Exercise -
Lines from the one containing "Could you spot the metal railing" through the last line of the data are to be repeated word for word, both ends included.

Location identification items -
^^^^
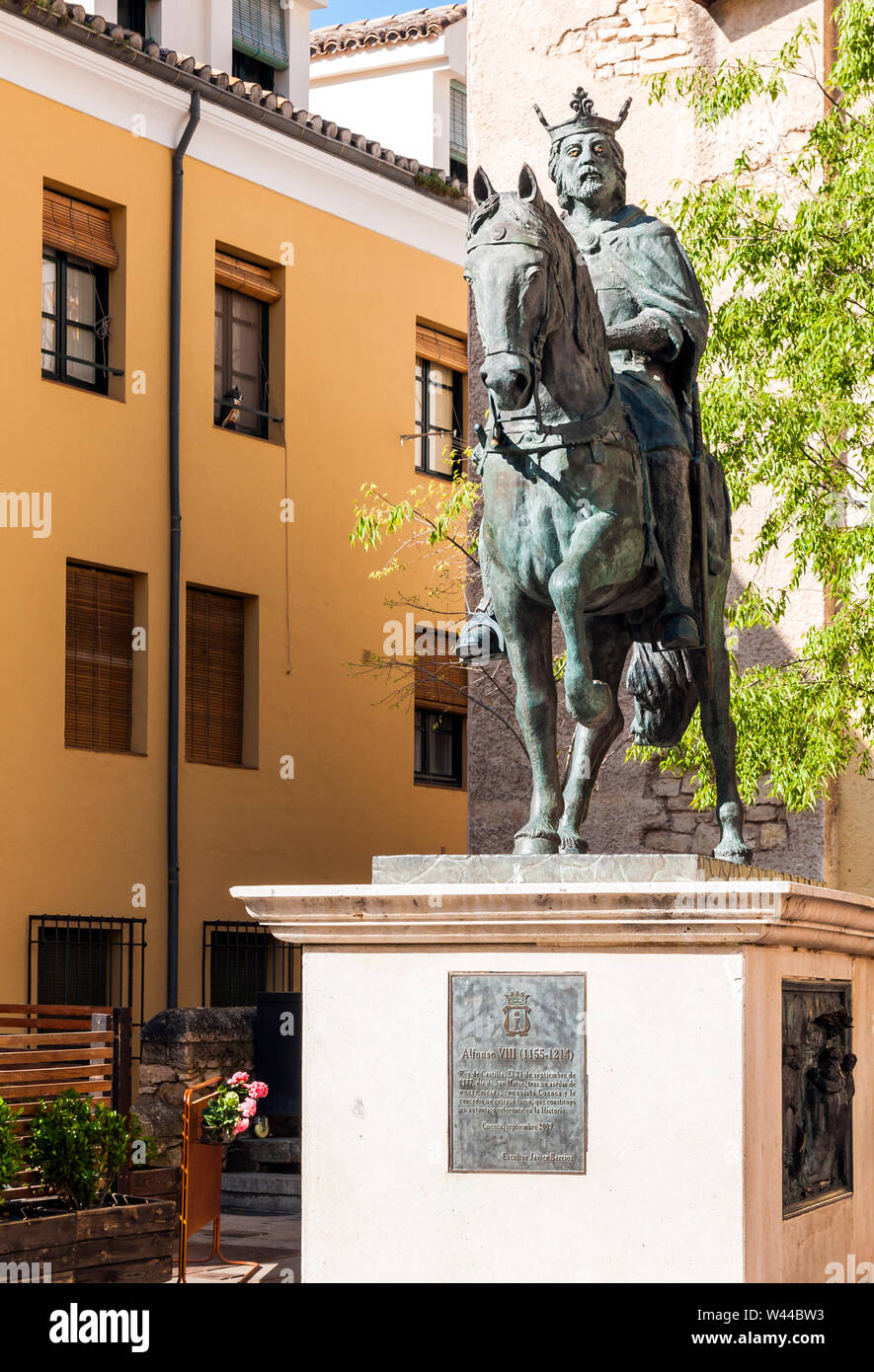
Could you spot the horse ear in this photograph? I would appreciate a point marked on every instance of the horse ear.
(528, 190)
(482, 187)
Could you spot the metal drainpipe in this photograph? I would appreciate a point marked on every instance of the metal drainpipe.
(176, 528)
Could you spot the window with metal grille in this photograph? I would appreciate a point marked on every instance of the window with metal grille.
(458, 130)
(239, 960)
(78, 253)
(99, 658)
(87, 960)
(440, 369)
(214, 676)
(440, 710)
(74, 321)
(260, 31)
(242, 350)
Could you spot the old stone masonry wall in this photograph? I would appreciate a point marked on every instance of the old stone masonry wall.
(626, 38)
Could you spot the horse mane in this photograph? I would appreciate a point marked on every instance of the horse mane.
(559, 243)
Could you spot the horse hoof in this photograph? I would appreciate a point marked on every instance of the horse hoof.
(739, 854)
(539, 844)
(573, 844)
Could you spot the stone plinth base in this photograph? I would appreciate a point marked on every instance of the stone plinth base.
(683, 1084)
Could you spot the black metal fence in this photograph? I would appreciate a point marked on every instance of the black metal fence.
(239, 959)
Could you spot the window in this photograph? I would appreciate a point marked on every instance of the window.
(73, 966)
(260, 46)
(87, 960)
(243, 298)
(239, 960)
(99, 658)
(439, 748)
(132, 15)
(439, 718)
(440, 369)
(77, 257)
(250, 69)
(458, 130)
(214, 676)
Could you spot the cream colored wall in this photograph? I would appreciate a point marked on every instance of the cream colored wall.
(81, 827)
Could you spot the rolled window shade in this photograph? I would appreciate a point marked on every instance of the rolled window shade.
(440, 681)
(78, 228)
(440, 347)
(260, 31)
(246, 277)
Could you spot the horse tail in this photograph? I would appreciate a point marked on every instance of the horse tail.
(665, 696)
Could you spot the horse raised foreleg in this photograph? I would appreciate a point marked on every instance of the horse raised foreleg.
(606, 551)
(609, 643)
(527, 632)
(721, 737)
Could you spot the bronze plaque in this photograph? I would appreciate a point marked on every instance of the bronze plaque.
(517, 1072)
(818, 1091)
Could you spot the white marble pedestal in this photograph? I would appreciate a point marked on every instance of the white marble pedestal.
(683, 1163)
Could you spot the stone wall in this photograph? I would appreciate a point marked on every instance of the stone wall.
(610, 46)
(180, 1048)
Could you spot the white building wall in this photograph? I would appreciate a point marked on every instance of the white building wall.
(398, 95)
(395, 108)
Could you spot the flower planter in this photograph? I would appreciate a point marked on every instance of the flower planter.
(119, 1244)
(154, 1182)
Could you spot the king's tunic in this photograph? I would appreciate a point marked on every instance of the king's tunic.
(637, 265)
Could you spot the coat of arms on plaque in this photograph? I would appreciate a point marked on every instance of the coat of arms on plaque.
(516, 1013)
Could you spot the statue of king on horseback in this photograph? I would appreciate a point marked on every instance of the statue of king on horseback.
(599, 501)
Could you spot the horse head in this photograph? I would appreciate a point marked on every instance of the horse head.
(521, 267)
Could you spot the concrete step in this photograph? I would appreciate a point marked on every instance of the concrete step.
(265, 1192)
(250, 1154)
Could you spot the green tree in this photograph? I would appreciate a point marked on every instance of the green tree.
(431, 537)
(788, 398)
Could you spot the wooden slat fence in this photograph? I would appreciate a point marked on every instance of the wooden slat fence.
(45, 1050)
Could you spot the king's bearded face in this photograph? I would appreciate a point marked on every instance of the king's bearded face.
(586, 169)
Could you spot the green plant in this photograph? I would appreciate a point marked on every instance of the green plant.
(232, 1106)
(11, 1157)
(78, 1147)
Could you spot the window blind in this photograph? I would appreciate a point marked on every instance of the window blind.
(458, 119)
(78, 228)
(99, 658)
(246, 277)
(260, 31)
(214, 649)
(439, 679)
(440, 347)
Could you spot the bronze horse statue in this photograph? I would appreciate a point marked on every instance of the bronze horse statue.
(567, 527)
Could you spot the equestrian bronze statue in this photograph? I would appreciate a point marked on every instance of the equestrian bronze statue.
(599, 501)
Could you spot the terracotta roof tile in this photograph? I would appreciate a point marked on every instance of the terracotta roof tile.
(123, 44)
(339, 38)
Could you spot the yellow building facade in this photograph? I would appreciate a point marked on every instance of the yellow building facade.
(356, 257)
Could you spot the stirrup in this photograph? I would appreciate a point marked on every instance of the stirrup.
(480, 640)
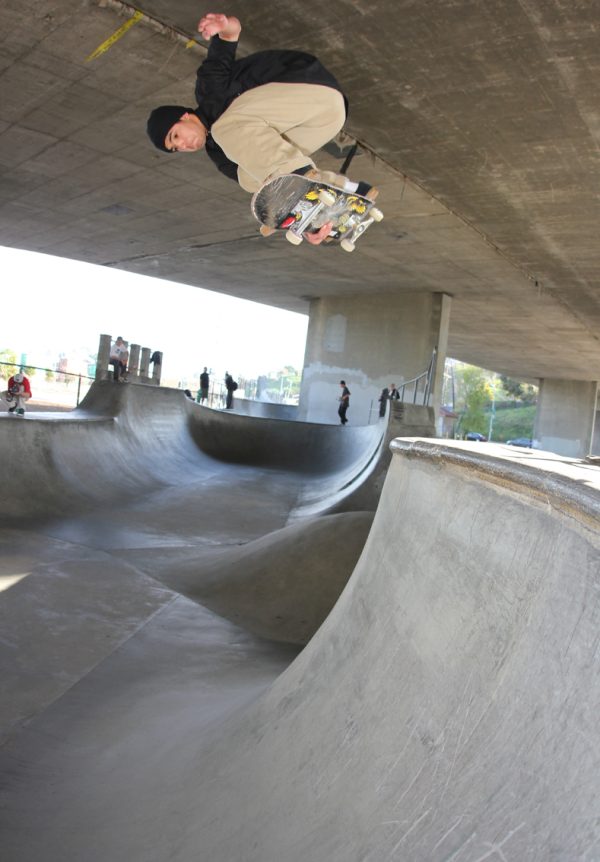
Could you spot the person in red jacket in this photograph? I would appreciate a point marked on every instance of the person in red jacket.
(257, 117)
(18, 393)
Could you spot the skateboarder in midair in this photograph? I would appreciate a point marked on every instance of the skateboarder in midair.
(258, 117)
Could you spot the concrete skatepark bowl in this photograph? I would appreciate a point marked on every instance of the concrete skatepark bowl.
(165, 564)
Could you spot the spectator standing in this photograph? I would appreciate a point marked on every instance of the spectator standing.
(117, 351)
(344, 402)
(124, 361)
(231, 386)
(18, 393)
(204, 384)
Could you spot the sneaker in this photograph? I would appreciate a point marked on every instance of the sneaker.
(339, 180)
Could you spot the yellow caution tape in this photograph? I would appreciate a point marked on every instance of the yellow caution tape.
(101, 49)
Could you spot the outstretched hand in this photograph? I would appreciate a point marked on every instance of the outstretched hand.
(227, 28)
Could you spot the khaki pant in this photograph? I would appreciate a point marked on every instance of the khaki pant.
(274, 128)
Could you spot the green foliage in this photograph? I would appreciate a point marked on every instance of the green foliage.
(518, 390)
(10, 357)
(473, 391)
(511, 422)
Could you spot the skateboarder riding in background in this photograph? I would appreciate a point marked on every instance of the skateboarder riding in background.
(18, 393)
(258, 117)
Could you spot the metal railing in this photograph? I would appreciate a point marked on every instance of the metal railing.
(422, 385)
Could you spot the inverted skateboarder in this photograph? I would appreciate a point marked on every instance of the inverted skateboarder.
(257, 117)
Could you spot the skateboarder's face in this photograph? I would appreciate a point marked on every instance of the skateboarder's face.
(186, 136)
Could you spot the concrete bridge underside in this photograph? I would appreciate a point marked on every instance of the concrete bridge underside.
(478, 121)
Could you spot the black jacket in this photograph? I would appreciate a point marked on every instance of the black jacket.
(221, 78)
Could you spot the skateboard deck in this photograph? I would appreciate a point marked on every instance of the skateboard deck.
(299, 205)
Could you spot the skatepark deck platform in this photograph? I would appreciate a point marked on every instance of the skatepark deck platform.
(158, 591)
^^^^
Problem solution -
Could you spot the metal railing in this photograph? I would appreciate a point marked on every instance of the metal railing.
(422, 385)
Could you spot the inverted skateboarder in this photograph? I would appreciate a point marked on every instance of the inverted skateboarder.
(257, 117)
Could you spot the skateboarder's face in this photograph? I would appreciate a point marked on every instance of the skateboarder's face.
(186, 136)
Could you spot the concrete bridge underside in this photograph? I would appreciate a point marked on every instance of the concrete bridge underside.
(478, 121)
Could you spot the black jacket in this photograph? I would appreciate a point marked on every instance of the black jacket.
(221, 78)
Could you spot the skateboard deck in this photograph? I would appreciate a point marked on every instance of the skateboard deck.
(299, 205)
Could you spot the skatepark deck platform in this photograph? I would appreciate a point marked on every instance of the skatepark deck platform.
(158, 591)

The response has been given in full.